In the listing below, how many lines contain the string "each"? Reply with the number alone.

- [MATERIAL FOR THIS EXERCISE]:
- - -
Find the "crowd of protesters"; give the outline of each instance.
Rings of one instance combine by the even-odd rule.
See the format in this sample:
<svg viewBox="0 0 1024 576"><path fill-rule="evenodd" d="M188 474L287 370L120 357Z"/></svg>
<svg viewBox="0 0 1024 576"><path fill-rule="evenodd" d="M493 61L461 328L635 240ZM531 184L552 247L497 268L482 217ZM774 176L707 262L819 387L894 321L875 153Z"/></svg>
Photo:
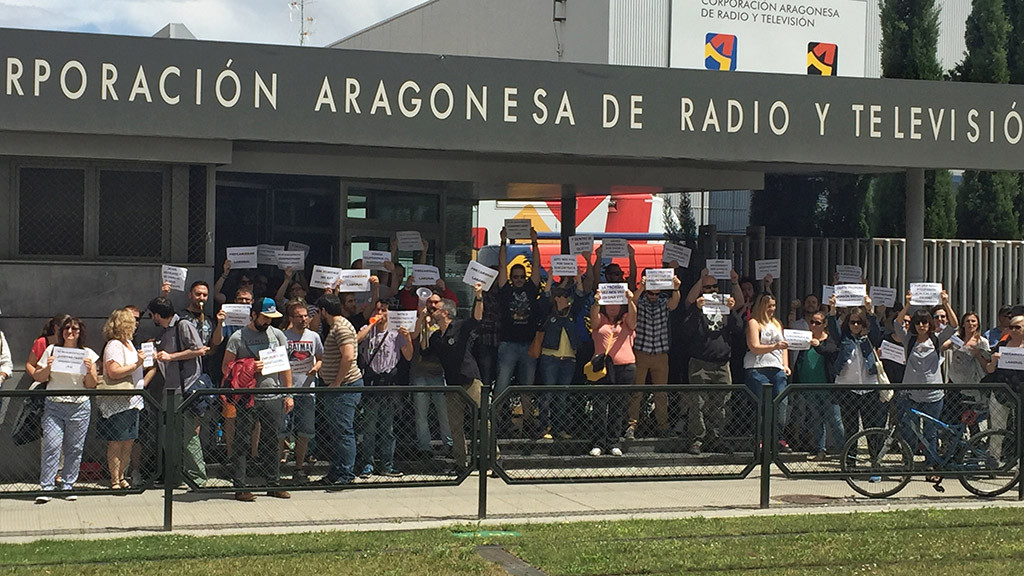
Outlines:
<svg viewBox="0 0 1024 576"><path fill-rule="evenodd" d="M731 394L700 386L743 382L754 396L770 389L778 397L794 382L841 384L790 395L777 412L777 449L791 452L796 444L812 460L824 460L862 427L884 426L891 417L876 389L855 387L878 384L879 366L892 382L926 385L899 396L905 430L921 425L907 416L907 408L936 418L953 409L946 402L945 383L996 381L1019 390L1024 380L1024 371L999 362L1002 351L1024 347L1022 306L1000 309L999 325L982 332L978 314L958 316L945 291L941 303L931 307L912 307L909 291L906 304L889 308L873 306L867 296L861 306L839 308L835 296L821 302L809 295L790 303L783 322L771 276L754 280L732 272L722 280L705 269L691 286L682 286L683 269L672 261L664 263L676 272L672 288L650 289L647 270L638 278L632 247L627 270L614 263L602 267L598 247L584 256L575 276L559 277L542 270L536 232L530 243L531 261L509 266L502 229L497 278L487 290L480 283L472 286L473 301L461 309L443 279L423 287L406 277L393 244L392 261L370 276L368 292L343 292L338 285L311 289L304 274L290 268L275 289L267 275L232 272L226 261L212 294L205 282L188 288L185 309L175 308L165 284L144 314L135 306L112 312L103 328L105 344L87 340L78 318L55 316L25 363L38 385L67 390L67 395L45 399L39 478L44 495L37 502L49 501L54 491L74 497L94 418L99 437L107 442L110 489L142 482L145 459L141 440L136 440L155 438L156 427L163 425L162 412L147 410L146 402L162 402L168 389L197 392L183 412L182 430L173 431L182 435L187 479L196 486L207 482L202 428L211 420L204 416L219 414L218 433L235 497L252 501L256 496L247 486L253 476L261 477L268 495L277 498L289 497L278 485L309 482L313 443L329 460L318 484L401 477L396 425L403 423L396 419L406 409L415 432L414 441L403 438L412 444L409 449L421 458L452 462L448 473L464 472L469 465L464 399L479 405L485 385L499 397L514 384L650 384L650 394L522 393L496 408L491 425L500 436L575 439L586 443L592 457L617 457L640 438L679 438L694 455L730 452ZM418 262L425 263L426 255L424 243ZM361 267L359 260L351 266ZM601 283L625 284L625 303L604 302ZM249 308L247 325L225 325L223 305L228 303ZM413 330L392 326L389 314L396 310L415 311ZM143 316L160 332L158 338L140 341ZM790 350L787 330L806 331L809 347ZM884 341L902 347L904 362L880 358ZM98 344L102 355L88 347ZM282 348L290 369L264 374L263 352ZM75 356L81 358L81 370L53 370L64 349L84 351ZM0 382L12 373L10 349L0 333ZM657 391L670 382L695 389L674 398ZM406 395L353 391L406 385L435 388L413 388ZM445 394L440 386L458 387L464 394ZM203 393L215 387L262 390ZM295 393L311 387L345 387L347 393ZM137 395L97 396L90 402L90 396L75 394L94 388L145 388L150 395L146 402ZM1005 395L975 396L986 404L991 427L1007 426L1012 410ZM754 413L742 418L752 420ZM329 434L318 439L323 431ZM290 450L286 437L294 439ZM937 437L937 425L925 419L923 438L934 448ZM933 453L925 452L926 464L933 464Z"/></svg>

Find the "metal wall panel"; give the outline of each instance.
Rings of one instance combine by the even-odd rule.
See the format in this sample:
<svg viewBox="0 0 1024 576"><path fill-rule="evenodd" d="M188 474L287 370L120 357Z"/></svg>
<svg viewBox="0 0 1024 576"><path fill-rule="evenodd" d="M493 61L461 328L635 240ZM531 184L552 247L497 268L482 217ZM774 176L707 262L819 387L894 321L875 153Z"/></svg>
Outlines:
<svg viewBox="0 0 1024 576"><path fill-rule="evenodd" d="M608 63L668 66L670 0L610 0Z"/></svg>

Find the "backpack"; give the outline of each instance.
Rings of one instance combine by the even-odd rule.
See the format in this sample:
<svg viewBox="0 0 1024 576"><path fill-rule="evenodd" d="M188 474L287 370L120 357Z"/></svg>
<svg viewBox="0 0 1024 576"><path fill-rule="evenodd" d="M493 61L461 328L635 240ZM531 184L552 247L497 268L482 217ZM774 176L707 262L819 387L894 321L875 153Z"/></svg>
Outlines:
<svg viewBox="0 0 1024 576"><path fill-rule="evenodd" d="M255 358L235 358L228 364L228 369L224 372L224 379L221 381L221 388L255 388L256 387L256 359ZM256 396L254 394L230 394L227 396L221 396L225 402L234 404L235 406L242 406L243 408L252 408L256 402Z"/></svg>

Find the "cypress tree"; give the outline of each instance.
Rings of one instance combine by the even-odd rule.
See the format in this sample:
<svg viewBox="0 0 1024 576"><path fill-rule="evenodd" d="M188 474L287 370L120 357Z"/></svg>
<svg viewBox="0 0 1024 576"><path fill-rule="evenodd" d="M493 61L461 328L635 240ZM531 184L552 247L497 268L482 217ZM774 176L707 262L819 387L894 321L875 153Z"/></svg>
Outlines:
<svg viewBox="0 0 1024 576"><path fill-rule="evenodd" d="M1010 80L1007 46L1010 22L1003 0L974 0L967 17L967 52L952 72L961 82L1006 84ZM1010 172L964 172L958 195L961 238L1020 238L1020 184Z"/></svg>

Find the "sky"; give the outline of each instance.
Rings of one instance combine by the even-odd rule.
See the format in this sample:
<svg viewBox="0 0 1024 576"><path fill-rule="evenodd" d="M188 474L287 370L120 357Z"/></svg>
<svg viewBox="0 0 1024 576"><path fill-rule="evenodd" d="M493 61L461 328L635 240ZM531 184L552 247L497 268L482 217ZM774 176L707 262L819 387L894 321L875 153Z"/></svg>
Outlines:
<svg viewBox="0 0 1024 576"><path fill-rule="evenodd" d="M307 0L307 45L324 46L424 0ZM0 0L0 28L152 36L171 22L201 40L299 43L292 0ZM291 13L291 18L289 14Z"/></svg>

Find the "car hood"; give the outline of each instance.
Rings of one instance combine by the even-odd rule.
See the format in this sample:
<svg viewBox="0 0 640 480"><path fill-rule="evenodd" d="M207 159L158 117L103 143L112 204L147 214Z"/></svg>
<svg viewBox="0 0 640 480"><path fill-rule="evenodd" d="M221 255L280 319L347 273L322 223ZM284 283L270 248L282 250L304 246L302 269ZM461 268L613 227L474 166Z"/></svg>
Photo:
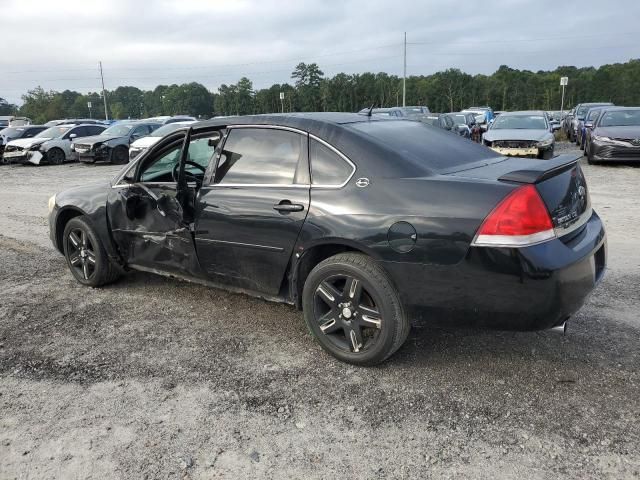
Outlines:
<svg viewBox="0 0 640 480"><path fill-rule="evenodd" d="M628 127L598 127L597 135L635 140L636 138L640 138L640 125L631 125Z"/></svg>
<svg viewBox="0 0 640 480"><path fill-rule="evenodd" d="M533 130L524 128L489 130L484 134L484 139L490 142L496 140L542 140L550 136L548 130Z"/></svg>
<svg viewBox="0 0 640 480"><path fill-rule="evenodd" d="M158 143L162 137L142 137L131 144L133 148L149 148Z"/></svg>
<svg viewBox="0 0 640 480"><path fill-rule="evenodd" d="M18 138L16 140L11 140L7 145L14 145L20 148L30 148L34 145L38 145L44 142L52 140L51 138Z"/></svg>
<svg viewBox="0 0 640 480"><path fill-rule="evenodd" d="M126 137L121 137L117 135L94 135L93 137L82 137L74 140L75 143L79 145L95 145L96 143L104 143L110 140L119 140L125 139Z"/></svg>

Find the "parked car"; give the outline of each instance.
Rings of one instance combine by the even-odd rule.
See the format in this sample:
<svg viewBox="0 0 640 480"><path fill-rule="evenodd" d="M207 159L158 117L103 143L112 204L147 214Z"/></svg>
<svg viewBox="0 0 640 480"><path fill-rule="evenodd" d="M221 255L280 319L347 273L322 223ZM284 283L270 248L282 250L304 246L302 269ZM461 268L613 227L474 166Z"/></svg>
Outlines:
<svg viewBox="0 0 640 480"><path fill-rule="evenodd" d="M4 151L4 159L9 163L49 163L61 165L67 160L75 160L71 143L76 139L96 135L104 130L104 125L58 125L41 131L33 138L23 138L9 142Z"/></svg>
<svg viewBox="0 0 640 480"><path fill-rule="evenodd" d="M195 117L190 117L188 115L162 115L160 117L150 117L145 118L144 122L151 123L159 123L160 125L167 125L168 123L176 123L176 122L195 122L198 119Z"/></svg>
<svg viewBox="0 0 640 480"><path fill-rule="evenodd" d="M83 138L74 142L73 150L78 160L85 163L107 161L123 164L129 161L129 145L139 138L146 137L160 126L159 123L118 122L100 135Z"/></svg>
<svg viewBox="0 0 640 480"><path fill-rule="evenodd" d="M4 153L4 146L12 140L19 138L31 138L38 133L46 130L44 125L25 125L22 127L7 127L0 130L0 159L4 162L2 157Z"/></svg>
<svg viewBox="0 0 640 480"><path fill-rule="evenodd" d="M640 161L640 107L605 108L590 126L585 144L587 161Z"/></svg>
<svg viewBox="0 0 640 480"><path fill-rule="evenodd" d="M360 114L368 114L369 108L363 108L358 113ZM431 113L429 111L429 107L387 107L387 108L374 108L371 110L372 115L381 115L385 117L395 117L395 118L415 118L420 119L425 115Z"/></svg>
<svg viewBox="0 0 640 480"><path fill-rule="evenodd" d="M543 111L505 112L482 141L501 155L550 159L555 147L553 128Z"/></svg>
<svg viewBox="0 0 640 480"><path fill-rule="evenodd" d="M573 118L571 119L571 126L569 128L569 141L575 142L576 145L580 145L578 143L578 131L582 129L582 122L584 122L584 116L587 114L590 108L607 107L611 105L613 105L613 103L611 102L579 103L578 105L576 105Z"/></svg>
<svg viewBox="0 0 640 480"><path fill-rule="evenodd" d="M473 139L475 142L480 141L482 129L473 113L451 112L447 113L447 115L458 125L458 134L460 136Z"/></svg>
<svg viewBox="0 0 640 480"><path fill-rule="evenodd" d="M429 115L422 117L420 121L427 125L438 127L457 135L460 134L459 125L446 113L430 113Z"/></svg>
<svg viewBox="0 0 640 480"><path fill-rule="evenodd" d="M13 115L0 115L0 128L7 128L14 118Z"/></svg>
<svg viewBox="0 0 640 480"><path fill-rule="evenodd" d="M464 113L473 113L476 116L476 122L478 122L480 128L485 131L489 128L489 125L495 118L491 107L469 107L462 111Z"/></svg>
<svg viewBox="0 0 640 480"><path fill-rule="evenodd" d="M388 358L409 319L434 312L561 330L606 267L577 158L504 158L358 114L200 122L49 211L81 284L133 269L293 304L322 348L357 365Z"/></svg>
<svg viewBox="0 0 640 480"><path fill-rule="evenodd" d="M184 126L191 125L193 123L195 123L195 121L167 123L157 130L154 130L146 137L139 138L129 146L129 161L133 160L142 152L158 143L158 140L160 140L165 135L168 135L171 132L175 132L176 130L183 128Z"/></svg>
<svg viewBox="0 0 640 480"><path fill-rule="evenodd" d="M103 121L102 120L92 120L90 118L65 118L65 119L60 119L60 120L49 120L47 123L45 123L45 126L47 127L55 127L58 125L102 125Z"/></svg>
<svg viewBox="0 0 640 480"><path fill-rule="evenodd" d="M573 125L573 117L575 115L575 109L569 110L569 112L562 119L562 123L560 124L560 128L564 132L567 138L571 139L570 132Z"/></svg>
<svg viewBox="0 0 640 480"><path fill-rule="evenodd" d="M580 150L584 150L585 140L587 137L587 130L589 130L598 119L598 116L602 112L604 107L590 108L584 116L584 122L580 122L581 128L578 132L577 142L580 145ZM587 126L589 125L589 126Z"/></svg>

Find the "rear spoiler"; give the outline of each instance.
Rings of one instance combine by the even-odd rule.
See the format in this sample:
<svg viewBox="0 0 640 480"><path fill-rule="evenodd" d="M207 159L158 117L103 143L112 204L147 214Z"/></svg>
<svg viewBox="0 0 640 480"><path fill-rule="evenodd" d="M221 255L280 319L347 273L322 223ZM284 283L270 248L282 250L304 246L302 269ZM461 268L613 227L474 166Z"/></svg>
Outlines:
<svg viewBox="0 0 640 480"><path fill-rule="evenodd" d="M534 168L505 173L498 180L501 182L540 183L547 178L570 170L581 158L582 154L565 153L551 160L541 160Z"/></svg>

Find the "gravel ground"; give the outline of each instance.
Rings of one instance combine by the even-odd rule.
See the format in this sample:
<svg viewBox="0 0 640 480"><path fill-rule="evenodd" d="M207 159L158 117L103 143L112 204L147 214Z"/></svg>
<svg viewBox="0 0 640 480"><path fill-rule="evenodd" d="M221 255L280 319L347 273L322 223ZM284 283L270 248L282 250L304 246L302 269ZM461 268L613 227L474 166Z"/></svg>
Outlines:
<svg viewBox="0 0 640 480"><path fill-rule="evenodd" d="M584 169L609 270L568 336L421 324L361 369L288 306L81 287L47 198L116 169L1 166L0 478L640 478L640 169Z"/></svg>

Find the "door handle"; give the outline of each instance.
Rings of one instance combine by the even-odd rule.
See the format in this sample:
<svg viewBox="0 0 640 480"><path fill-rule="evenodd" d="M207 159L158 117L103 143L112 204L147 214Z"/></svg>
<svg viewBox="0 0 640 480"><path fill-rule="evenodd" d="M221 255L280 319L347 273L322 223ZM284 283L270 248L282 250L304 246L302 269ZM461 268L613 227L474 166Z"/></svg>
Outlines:
<svg viewBox="0 0 640 480"><path fill-rule="evenodd" d="M291 203L288 200L283 200L282 202L274 205L273 209L279 211L280 213L301 212L304 210L304 205L301 205L299 203Z"/></svg>

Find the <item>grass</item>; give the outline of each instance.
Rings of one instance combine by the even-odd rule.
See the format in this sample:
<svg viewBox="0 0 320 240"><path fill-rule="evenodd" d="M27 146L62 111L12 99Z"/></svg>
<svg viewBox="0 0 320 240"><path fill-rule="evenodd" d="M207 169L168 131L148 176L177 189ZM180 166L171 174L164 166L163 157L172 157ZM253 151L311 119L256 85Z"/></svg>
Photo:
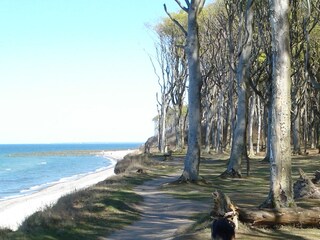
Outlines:
<svg viewBox="0 0 320 240"><path fill-rule="evenodd" d="M262 158L252 158L251 174L242 179L222 179L219 175L226 170L228 155L204 155L200 164L200 175L206 180L199 184L168 184L162 191L177 198L202 201L208 204L208 212L193 216L196 223L182 232L175 240L210 239L209 210L212 204L211 193L220 189L229 195L239 207L257 207L267 197L269 191L269 165ZM164 161L160 154L151 157L130 158L128 171L103 181L85 191L65 196L47 209L32 215L16 232L0 231L0 240L57 240L57 239L98 239L100 236L121 229L136 221L140 213L136 205L143 200L133 191L133 187L144 181L172 172L183 170L183 154L173 154L173 161ZM319 169L320 155L295 156L292 159L293 182L298 176L298 168L312 177ZM143 174L136 173L143 168ZM304 208L319 206L319 200L299 200ZM319 229L299 229L279 227L277 229L254 228L240 224L237 239L319 239Z"/></svg>
<svg viewBox="0 0 320 240"><path fill-rule="evenodd" d="M219 175L226 170L229 155L207 155L202 158L200 175L206 180L201 184L171 184L163 190L177 198L205 201L212 204L211 193L219 189L226 193L237 206L242 208L258 207L267 198L269 192L269 164L261 158L250 160L250 176L244 174L241 179L222 179ZM299 177L298 168L302 168L310 177L319 169L320 155L295 156L292 158L292 177L295 182ZM320 200L297 200L297 205L303 208L319 206ZM194 216L196 223L180 233L175 240L210 239L209 212ZM255 228L240 224L237 239L319 239L320 229L295 228L283 226L277 229Z"/></svg>
<svg viewBox="0 0 320 240"><path fill-rule="evenodd" d="M109 178L86 190L64 196L54 205L36 212L18 231L0 230L0 240L91 240L105 237L138 220L136 205L143 201L133 187L165 174L162 162L131 159L130 172ZM136 168L147 173L138 174Z"/></svg>
<svg viewBox="0 0 320 240"><path fill-rule="evenodd" d="M17 232L0 239L90 240L120 229L139 219L134 206L142 201L132 191L130 177L122 178L62 197L53 207L29 217Z"/></svg>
- - -
- [SOLUTION]: 11